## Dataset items
○ ○ ○ ○ ○

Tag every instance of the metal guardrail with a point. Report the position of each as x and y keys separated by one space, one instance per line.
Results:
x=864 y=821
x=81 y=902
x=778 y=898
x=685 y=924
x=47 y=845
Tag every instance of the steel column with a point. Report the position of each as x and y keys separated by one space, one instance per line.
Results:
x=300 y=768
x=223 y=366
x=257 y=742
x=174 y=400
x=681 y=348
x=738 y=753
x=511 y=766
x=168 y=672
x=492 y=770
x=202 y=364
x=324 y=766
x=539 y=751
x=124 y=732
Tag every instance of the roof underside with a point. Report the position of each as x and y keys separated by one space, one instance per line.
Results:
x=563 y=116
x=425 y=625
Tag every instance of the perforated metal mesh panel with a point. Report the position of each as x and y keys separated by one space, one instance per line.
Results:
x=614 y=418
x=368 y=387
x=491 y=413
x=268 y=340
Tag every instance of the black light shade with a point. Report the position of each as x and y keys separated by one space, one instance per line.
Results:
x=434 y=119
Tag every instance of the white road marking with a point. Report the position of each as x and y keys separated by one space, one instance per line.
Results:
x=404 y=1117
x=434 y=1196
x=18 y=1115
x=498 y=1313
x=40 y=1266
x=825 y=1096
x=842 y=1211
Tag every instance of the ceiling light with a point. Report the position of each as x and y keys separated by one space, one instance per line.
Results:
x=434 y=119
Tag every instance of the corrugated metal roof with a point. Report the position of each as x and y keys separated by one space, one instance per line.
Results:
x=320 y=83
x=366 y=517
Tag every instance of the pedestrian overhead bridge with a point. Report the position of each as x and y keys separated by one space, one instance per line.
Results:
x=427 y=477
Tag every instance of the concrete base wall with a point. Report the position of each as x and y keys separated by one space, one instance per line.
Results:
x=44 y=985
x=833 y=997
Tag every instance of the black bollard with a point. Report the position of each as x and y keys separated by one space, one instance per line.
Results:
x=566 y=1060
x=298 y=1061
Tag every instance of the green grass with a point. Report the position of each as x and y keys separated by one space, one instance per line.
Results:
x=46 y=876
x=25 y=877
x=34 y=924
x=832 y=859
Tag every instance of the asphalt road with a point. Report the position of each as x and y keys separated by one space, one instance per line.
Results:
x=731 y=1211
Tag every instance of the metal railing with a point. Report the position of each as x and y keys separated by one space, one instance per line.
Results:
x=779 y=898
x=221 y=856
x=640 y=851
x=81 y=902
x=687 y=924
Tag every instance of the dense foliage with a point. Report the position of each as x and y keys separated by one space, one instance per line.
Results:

○ ○ ○ ○ ○

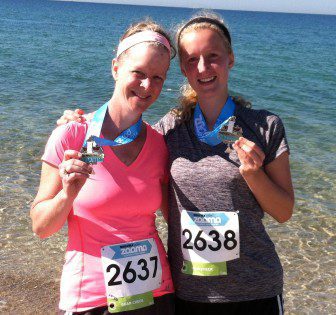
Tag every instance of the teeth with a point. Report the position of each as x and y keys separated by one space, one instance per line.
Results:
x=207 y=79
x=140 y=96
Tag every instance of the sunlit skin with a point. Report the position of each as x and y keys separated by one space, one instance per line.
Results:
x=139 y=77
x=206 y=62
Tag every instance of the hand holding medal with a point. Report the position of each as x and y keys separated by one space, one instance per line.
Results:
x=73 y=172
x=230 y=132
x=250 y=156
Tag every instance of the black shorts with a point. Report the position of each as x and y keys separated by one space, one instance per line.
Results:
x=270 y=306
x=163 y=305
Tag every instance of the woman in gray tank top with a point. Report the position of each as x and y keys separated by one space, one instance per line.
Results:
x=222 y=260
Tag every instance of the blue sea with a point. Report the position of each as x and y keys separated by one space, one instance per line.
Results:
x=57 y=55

○ ○ ○ ○ ○

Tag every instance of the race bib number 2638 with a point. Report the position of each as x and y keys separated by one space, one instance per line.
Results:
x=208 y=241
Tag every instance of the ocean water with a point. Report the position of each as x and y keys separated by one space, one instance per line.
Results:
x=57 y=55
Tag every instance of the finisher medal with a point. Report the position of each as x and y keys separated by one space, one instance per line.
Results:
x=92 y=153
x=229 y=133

○ ○ ○ ○ ○

## GOAL OF THE EXERCISE
Render the rows above as a JSON list of strings, one string per line and no blank lines, starting at the line with "Tag every instance of the metal guardrail" and ending with the line with "x=124 y=732", both included.

## COMPLETED EXERCISE
[
  "Tag every instance of the metal guardrail with a point. Report the position of each as x and y keys separated by one space, one instance per line.",
  "Results:",
  "x=864 y=821",
  "x=81 y=902",
  "x=778 y=898",
  "x=685 y=924",
  "x=47 y=845",
  "Tag every instance of the steel column with a point. Report the position of each as x and y keys separated by one space, one instance per line.",
  "Results:",
  "x=300 y=768",
  "x=223 y=366",
  "x=257 y=742",
  "x=174 y=400",
  "x=681 y=348",
  "x=738 y=753",
  "x=511 y=766",
  "x=168 y=672",
  "x=492 y=770",
  "x=202 y=364",
  "x=324 y=766",
  "x=539 y=751",
  "x=124 y=732"
]